Lines of data

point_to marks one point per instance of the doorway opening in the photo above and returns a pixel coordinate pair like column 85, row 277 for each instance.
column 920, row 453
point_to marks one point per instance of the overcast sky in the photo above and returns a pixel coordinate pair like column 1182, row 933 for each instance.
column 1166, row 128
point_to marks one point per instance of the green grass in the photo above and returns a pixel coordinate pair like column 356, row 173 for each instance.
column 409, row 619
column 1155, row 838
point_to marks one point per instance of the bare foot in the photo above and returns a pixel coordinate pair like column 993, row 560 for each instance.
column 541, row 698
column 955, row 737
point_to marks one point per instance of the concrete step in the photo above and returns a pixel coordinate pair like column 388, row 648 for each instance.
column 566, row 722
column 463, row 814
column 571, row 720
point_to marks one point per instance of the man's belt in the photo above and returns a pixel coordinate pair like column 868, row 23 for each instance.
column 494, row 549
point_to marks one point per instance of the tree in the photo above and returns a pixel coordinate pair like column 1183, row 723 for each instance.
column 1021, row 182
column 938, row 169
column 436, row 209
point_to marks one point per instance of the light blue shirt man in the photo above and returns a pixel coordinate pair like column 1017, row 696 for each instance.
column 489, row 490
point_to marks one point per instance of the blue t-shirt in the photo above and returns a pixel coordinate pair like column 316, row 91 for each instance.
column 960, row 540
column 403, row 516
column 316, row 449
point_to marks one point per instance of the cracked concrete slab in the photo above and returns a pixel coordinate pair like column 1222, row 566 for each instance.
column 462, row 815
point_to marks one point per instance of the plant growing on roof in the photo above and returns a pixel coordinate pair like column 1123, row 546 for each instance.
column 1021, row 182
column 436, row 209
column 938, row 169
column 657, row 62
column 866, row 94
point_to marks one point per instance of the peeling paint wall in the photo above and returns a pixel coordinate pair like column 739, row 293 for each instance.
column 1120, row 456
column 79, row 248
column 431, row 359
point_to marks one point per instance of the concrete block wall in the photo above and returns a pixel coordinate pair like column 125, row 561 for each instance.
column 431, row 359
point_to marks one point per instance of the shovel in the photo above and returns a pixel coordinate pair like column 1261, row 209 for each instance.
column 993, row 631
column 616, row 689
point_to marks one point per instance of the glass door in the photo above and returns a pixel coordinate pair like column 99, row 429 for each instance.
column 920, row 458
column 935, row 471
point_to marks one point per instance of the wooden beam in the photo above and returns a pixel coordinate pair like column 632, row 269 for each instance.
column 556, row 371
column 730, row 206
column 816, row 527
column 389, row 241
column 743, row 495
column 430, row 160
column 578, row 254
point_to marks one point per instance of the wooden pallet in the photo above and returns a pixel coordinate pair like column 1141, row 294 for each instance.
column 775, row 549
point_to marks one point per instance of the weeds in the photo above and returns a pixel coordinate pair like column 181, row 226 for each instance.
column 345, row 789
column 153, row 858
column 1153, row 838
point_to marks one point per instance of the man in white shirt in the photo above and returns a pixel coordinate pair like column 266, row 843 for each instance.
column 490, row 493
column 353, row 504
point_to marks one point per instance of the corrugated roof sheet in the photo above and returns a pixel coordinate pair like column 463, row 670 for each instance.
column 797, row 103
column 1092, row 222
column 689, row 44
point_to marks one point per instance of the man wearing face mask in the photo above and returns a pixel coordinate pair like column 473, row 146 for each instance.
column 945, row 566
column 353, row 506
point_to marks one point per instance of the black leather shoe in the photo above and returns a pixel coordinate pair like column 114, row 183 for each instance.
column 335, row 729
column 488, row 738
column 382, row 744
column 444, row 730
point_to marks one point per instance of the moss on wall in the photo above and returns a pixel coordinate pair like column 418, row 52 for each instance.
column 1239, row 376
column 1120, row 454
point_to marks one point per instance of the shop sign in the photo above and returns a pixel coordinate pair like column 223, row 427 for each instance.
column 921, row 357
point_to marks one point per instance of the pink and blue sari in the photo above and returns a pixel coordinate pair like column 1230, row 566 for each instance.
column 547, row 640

» WHAT THIS TASK INVOLVES:
Without omitting anything, output the entries exactly.

» SOLVED PROBLEM:
point_to marks one point per instance of the doorway opening in the photo above and returns a pixel coordinate pair like column 85, row 277 for each instance.
column 920, row 453
point_to marks one point per instance of the overcast sky in the photo above and returns a pixel coordinate pair like column 1182, row 933 for each instance.
column 1166, row 128
point_to marks one point per instance of the green grass in the photo above and returns a pixel coordinate pair like column 356, row 173 for each instance.
column 409, row 619
column 1155, row 838
point_to marks one point per instance of the bare foot in the photo above and returns a pixel coordinate pair like column 993, row 560 for each instance.
column 541, row 698
column 955, row 737
point_to marks one point per instance of the concrete step in the photo above and returns a pixel coordinate pair like column 388, row 648 for each instance.
column 566, row 722
column 463, row 814
column 571, row 720
point_to marks one point per instance of the man's belt in the photo above and returns a pixel coordinate pair like column 868, row 23 for each instance.
column 494, row 549
point_to marks one point per instance of the tree in the photo above and returns a pixel coordinate pair like column 1183, row 723 for each instance.
column 1021, row 182
column 938, row 169
column 436, row 209
point_to marks one point per instance of the light blue shirt man in the photo above and returns a pixel coordinate pair like column 1017, row 696 for each instance.
column 489, row 490
point_to marks one point per instance of the blue t-shirt in the photo above and returns a pixel coordinate pair like column 316, row 91 for each instance.
column 960, row 540
column 403, row 516
column 316, row 449
point_to marks one point per instance of the cracked concrete slab in the photo above and returns a pixel coordinate pair like column 1222, row 566 for each instance.
column 462, row 815
point_to marks one point per instance of the plant growing on roof in the photo above and returns a pixel coordinate pair like column 1123, row 546 for each instance.
column 1021, row 182
column 436, row 209
column 938, row 169
column 657, row 62
column 866, row 94
point_to marks one point per instance of the peeling paint wall in the photo above and returns a pixel coordinate pair like column 739, row 293 for each instance.
column 1120, row 456
column 79, row 248
column 431, row 359
point_to marks one point per instance of the concrete block wall in the photo above and returns a pixel coordinate pair like column 125, row 561 for each instance.
column 431, row 359
point_to marks one point per instance of the shovel in the photo above and returns a pixel coordinate pair like column 1261, row 209 for each instance.
column 993, row 631
column 616, row 689
point_to marks one point per instance of the glass door in the photo above and returns a pixel coordinate pair like column 99, row 429 for each instance.
column 920, row 458
column 935, row 471
point_to marks one point per instance of the wooden beam in the photo above and returns a pixel coordinate pair like column 632, row 269 for each instance.
column 556, row 371
column 730, row 206
column 816, row 527
column 389, row 241
column 743, row 495
column 430, row 160
column 578, row 254
point_to marks one point per instance of the wooden pallet in the photo above and returns a pixel coordinate pair like column 1141, row 294 for each instance.
column 775, row 549
point_to marks one point per instance of the weeds in the photo above and returns a pixel coordinate pair like column 181, row 226 for each instance.
column 345, row 789
column 153, row 858
column 1153, row 838
point_to marks one point per instance of the man in white shirt in the photo above and returns a pixel coordinate pair like column 266, row 843 for each instance.
column 490, row 493
column 353, row 504
point_to marks one point per instance of the corrugated roof sheet in the photo above and returns a pixel coordinate pair like column 463, row 670 for each instance.
column 797, row 103
column 1092, row 222
column 689, row 44
point_to marks one point per instance of the man wearing face mask in the photo above and returns a pixel coordinate pair like column 473, row 146 for each instance.
column 945, row 566
column 353, row 506
point_to marks one point per instance of the black leather shoe in the photo above and returns a pixel coordinate pair like column 114, row 183 for each instance.
column 335, row 729
column 488, row 738
column 382, row 744
column 444, row 730
point_to marks one point per instance of the moss on wall in the photo above and returns a pixel coordinate pair like column 418, row 52 for each instance.
column 1239, row 376
column 1120, row 454
point_to marks one point per instance of the shop sign in the photo above and returns a pixel coordinate pair like column 223, row 427 for each instance.
column 921, row 357
point_to marks one point per instance of the pink and blue sari in the photo above and returns a pixel coordinate pair like column 1230, row 566 for each instance.
column 547, row 640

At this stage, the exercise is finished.